Kutipan Teks —

Telaah Kecil Filosofi Geopolitik dalam Gelaran Pemilu 2024
PascaDeklarasi Capres/Cawapres Anies-Cak Imin di Hotel Majapahit, Surabaya (2/9/2023), diksi ‘pengkhianatan’ kini viral lagi heboh. Sudah tentu, suhu politik jelang Pemilu 2024 pun mulai memanas. Mana berkhianat kepada siapa, modus pengkhianatan, dan apa yang sesungguhnya terjadi di masing – masing kubu. Ya. Isu-isu tersebut, tak pelak menjadi trending topic.
Akan tetapi, catatan ini tidak larut dalam ‘bab pengkhianatan’ dimaksud. Hemat penulis, bab khianat cuma isu hilir, atau dinamika di level pion alias wayang. Sekadar bahasan kulit. Memang terlihat gemerlap dan gaduh di permukaan, tapi miskin substansi. Tak menyentuh sama sekali pada Kepentingan Nasional RI, apalagi kepentingan rakyat. Blas!

Tujuan Latihan —
Lanjutkan tulisan di atas tentang filosofi geopolitik dalam Pemilu 2024, dimulai sesudah kalimat terakhirnya.

Data lokalisasi satu titik per instans —

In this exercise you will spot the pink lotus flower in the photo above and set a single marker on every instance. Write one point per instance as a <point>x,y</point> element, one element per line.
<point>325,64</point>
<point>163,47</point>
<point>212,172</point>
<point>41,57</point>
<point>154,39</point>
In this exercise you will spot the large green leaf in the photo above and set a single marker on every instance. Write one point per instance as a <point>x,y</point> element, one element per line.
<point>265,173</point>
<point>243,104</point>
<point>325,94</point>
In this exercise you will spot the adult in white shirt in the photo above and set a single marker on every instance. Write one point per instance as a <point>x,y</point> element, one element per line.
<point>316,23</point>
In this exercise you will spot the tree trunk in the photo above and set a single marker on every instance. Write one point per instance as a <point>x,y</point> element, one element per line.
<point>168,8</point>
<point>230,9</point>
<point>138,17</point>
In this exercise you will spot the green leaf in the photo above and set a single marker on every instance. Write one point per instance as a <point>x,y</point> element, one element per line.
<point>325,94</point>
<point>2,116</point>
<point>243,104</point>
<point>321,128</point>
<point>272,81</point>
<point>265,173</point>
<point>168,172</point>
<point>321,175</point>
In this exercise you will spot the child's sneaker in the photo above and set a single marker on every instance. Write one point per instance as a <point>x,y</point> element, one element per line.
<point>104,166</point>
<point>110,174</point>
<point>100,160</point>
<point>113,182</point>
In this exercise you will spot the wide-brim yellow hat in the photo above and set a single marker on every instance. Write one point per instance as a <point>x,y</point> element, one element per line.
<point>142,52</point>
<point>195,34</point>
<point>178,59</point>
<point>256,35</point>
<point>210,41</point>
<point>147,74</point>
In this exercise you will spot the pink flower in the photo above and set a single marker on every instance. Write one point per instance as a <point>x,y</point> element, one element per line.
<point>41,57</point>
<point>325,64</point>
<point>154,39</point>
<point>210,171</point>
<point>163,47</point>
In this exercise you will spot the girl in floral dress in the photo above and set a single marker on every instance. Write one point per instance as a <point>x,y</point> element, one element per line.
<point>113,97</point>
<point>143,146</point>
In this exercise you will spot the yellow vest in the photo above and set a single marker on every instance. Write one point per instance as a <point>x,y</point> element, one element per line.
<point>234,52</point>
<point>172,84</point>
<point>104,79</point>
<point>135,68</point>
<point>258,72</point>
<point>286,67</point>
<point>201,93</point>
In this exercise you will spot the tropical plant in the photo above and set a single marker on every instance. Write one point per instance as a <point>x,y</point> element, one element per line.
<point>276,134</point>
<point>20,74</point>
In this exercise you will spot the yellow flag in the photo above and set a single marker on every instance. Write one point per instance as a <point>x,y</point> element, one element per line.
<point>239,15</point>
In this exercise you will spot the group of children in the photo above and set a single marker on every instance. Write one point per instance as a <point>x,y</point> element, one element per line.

Jawaban Tertulis —
Meski ada juga bahasan publik yang sudah mulai nyrempet ke substansi. Tentang modus kemenangan Pilpres 2019, misalnya, atau konflik internal pada salah satu kubu atas penyikapan kekalahannya dulu, ataupun beberapa orang yang dianggap memahami ‘kunci’ proses dan modus di 2019 lalu. Sekali lagi, memang mulai nyengggol sedikit, namun masih jauh dari hulu agenda yang sesungguhnya.
Jujur. Sejatinya ada pengkhianatan lebih dahsyat yang dilakukan oleh para elit politik dan kaum cendikia terhadap para pendiri bangsa (the Founding Fathers). Apa itu? Yakni dikuburnya Pancasila dan UUD 1945 Naskah Asli dalam kehidupan berbangsa dan bernegara sekarang ini. Tetapi, lain waktu kita bahas. Sebab, butuh sesi tersendiri.
Kembali ke laptop. Supaya tidak terombang-ambing dalam gelombang isu yang nanti akan silih berganti, maka merujuk judul telaah kecil ini — mari kita petakan struktur pagelaran terlebih dulu agar mudah memahami apa yang sesungguhnya terjadi. Bukan hanya apa yang terjadi.
Tak boleh dipungkiri, ada tiga level atau tingkatan di setiap pagelaran apapun, dimanapun, kapanpun.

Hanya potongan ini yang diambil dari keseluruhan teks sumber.